* **TEXT UNDER STUDY**
FYI I had to type and prep this on Tuesday night, so please excuse the “ifs” and “hopefullys.” As you read on, you’ll understand why.
Nothing like waking up, feeling fine, having a really good workout, and then finding out you have to go in for emergency surgery in two days.
That was my day on Monday. You know how I had to have a laparotomy 4 years ago, to remove a large (7 cm) cyst on my left ovary (they ended up taking the entire ovary/tube as well)? Well, this time the (also 7 cm) cyst was on the right ovary, and presents as significantly abnormal; a suspected tumor. I went from BAR class to the GYN and found this out.
All this is because my old friend endometriosis (I’m very touched by this personal account from Padma Lakshmi that Beth Kanter sent my way, I kept reading it and saying, “That’s me!”) came back with a vengeance. Everything is really “Krazy Glued” down there. Not fun.
So, as you read this, I am now sans any ovary & tubes. Hopefully my GYN/surgeon has been able to do everything laparoscopically, because I do NOT want to go through another two months of recovering from having my belly cut open as I did last time; it’s bad enough that I’m being shunted into perimenopause with no warning.
Given that I was supposed to travel to Laguna today for PRSA’s Counselors Academy, along with a bunch of other travel and work coming up, I floated deferring the surgery by a month (I mean, if it’s all stuck together, then what difference does it make, right?). My GYN was not amused. So, if all has gone well (fingers crossed), I’m recovering at home right now. And we should know pretty soon whether or not the mass is benign (toes crossed).

* **WHAT IS BEING ASKED**
Resume the post about emergency ovarian surgery, picking up right after its last sentence. The data has no connection to the post about emergency ovarian surgery.

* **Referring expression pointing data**
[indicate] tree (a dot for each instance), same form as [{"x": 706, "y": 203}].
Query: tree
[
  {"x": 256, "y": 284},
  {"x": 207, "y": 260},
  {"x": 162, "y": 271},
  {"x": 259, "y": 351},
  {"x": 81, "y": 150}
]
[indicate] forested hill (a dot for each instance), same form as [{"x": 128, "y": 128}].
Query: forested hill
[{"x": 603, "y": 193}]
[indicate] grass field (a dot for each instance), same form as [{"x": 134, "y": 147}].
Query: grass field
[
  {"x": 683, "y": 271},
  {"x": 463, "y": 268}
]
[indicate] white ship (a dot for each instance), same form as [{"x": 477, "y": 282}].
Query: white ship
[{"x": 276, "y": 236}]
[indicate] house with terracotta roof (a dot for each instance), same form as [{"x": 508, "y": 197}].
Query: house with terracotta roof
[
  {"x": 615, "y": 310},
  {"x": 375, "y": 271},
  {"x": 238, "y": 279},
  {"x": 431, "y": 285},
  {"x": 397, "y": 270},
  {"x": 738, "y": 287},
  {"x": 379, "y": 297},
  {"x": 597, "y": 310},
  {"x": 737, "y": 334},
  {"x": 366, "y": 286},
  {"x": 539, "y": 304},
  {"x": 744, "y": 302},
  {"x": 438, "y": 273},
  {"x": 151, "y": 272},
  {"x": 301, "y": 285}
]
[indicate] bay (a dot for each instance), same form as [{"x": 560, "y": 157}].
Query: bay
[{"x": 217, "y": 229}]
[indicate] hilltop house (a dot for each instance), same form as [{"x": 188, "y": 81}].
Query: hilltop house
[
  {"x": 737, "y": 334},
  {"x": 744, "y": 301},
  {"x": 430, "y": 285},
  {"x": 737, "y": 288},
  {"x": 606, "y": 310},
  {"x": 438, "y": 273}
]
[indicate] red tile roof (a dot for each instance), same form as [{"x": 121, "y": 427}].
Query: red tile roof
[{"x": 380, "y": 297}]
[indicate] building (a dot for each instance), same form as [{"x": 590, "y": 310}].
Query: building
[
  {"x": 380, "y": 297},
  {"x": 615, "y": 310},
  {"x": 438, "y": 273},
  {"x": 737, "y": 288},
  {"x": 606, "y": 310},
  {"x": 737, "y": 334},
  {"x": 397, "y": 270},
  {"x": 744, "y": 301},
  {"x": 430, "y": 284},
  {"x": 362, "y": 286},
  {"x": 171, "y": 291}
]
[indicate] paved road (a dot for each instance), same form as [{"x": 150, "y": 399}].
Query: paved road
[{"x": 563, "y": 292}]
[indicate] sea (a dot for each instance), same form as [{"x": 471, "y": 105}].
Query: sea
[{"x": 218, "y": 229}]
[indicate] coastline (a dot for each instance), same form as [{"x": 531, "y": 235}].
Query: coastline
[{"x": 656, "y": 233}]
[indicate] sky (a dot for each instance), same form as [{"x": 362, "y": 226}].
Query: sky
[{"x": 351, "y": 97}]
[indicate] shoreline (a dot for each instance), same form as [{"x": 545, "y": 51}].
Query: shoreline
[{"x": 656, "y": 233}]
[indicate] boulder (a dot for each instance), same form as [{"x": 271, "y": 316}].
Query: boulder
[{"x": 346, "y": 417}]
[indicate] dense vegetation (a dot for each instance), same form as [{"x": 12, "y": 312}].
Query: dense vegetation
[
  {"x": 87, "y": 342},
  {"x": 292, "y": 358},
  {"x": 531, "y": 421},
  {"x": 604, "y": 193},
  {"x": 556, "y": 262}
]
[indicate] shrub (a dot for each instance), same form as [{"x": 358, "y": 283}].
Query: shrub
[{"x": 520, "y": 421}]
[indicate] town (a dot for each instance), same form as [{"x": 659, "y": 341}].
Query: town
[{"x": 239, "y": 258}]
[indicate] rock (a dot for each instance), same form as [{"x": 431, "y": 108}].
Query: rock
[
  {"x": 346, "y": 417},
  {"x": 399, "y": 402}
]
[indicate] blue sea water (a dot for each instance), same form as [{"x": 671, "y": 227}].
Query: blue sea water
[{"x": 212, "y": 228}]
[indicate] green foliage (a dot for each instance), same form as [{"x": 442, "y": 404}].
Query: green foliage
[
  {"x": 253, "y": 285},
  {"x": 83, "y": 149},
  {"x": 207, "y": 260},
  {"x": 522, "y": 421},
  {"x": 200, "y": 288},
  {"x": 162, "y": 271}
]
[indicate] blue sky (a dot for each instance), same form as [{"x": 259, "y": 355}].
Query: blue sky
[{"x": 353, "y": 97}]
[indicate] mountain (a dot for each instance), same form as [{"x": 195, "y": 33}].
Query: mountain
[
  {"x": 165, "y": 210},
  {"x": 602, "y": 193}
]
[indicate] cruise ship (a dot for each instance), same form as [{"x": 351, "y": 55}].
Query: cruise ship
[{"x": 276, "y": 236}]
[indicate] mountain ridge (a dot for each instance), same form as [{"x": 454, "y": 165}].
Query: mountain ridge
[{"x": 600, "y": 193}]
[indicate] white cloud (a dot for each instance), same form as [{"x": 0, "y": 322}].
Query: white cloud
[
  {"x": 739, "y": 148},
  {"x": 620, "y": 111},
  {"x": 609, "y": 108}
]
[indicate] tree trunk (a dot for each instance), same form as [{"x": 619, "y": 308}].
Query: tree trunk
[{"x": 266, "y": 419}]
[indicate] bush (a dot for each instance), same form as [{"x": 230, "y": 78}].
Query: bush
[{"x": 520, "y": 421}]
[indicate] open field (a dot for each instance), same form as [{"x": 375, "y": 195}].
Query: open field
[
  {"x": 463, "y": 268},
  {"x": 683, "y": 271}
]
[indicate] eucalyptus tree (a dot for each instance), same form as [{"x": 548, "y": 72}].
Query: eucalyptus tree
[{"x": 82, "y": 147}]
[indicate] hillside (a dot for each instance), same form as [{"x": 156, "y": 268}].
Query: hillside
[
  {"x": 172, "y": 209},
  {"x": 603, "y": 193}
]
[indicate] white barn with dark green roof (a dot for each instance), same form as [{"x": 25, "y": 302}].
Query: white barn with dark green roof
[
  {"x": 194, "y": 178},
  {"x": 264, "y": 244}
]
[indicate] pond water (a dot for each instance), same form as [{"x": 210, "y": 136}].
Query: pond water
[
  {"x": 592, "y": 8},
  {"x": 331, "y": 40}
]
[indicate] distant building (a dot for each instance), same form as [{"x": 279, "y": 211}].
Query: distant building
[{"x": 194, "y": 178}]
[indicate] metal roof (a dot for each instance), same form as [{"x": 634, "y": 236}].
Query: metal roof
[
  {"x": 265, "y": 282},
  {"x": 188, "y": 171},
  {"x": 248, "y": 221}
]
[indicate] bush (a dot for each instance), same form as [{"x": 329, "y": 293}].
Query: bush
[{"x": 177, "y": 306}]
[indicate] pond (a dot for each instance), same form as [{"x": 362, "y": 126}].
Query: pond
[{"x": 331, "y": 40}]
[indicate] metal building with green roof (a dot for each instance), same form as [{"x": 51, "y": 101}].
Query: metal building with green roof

* **ANSWER SPACE**
It’s been an interesting time, as my husband had, and is recovering from, minor knee surgery last week. Clearly we inhabit the Burke Convalescent Home. But all said and done, we are lucky to have good medical care, insurance, and great family, friends, clients and colleagues, who are all so supportive – very, very lucky.
So this is not a complaint, or a rant. It’s just so you know what’s going on, in case your WUL schedule goes a bit haywire in the next couple of weeks (hopefully it won’t).
And it’s also to ask any of my women friends (or those with daughters/women of childbearing age):
If you fall into the way-too-large group of women who have not yet figured out why your period is so painful… please, insist your doctors check it out. I complained for years – decades – but was told “some girls just get painful periods”… and I accepted it. As a result, I was not diagnosed with this bugger of a disease – endometriosis – until I was 34.
Endometriosis is a horrible, insidious, invisible disease, and you are the only person who can be your own advocate. So please, be that advocate and kick this motherchucker in the butt before it kicks you.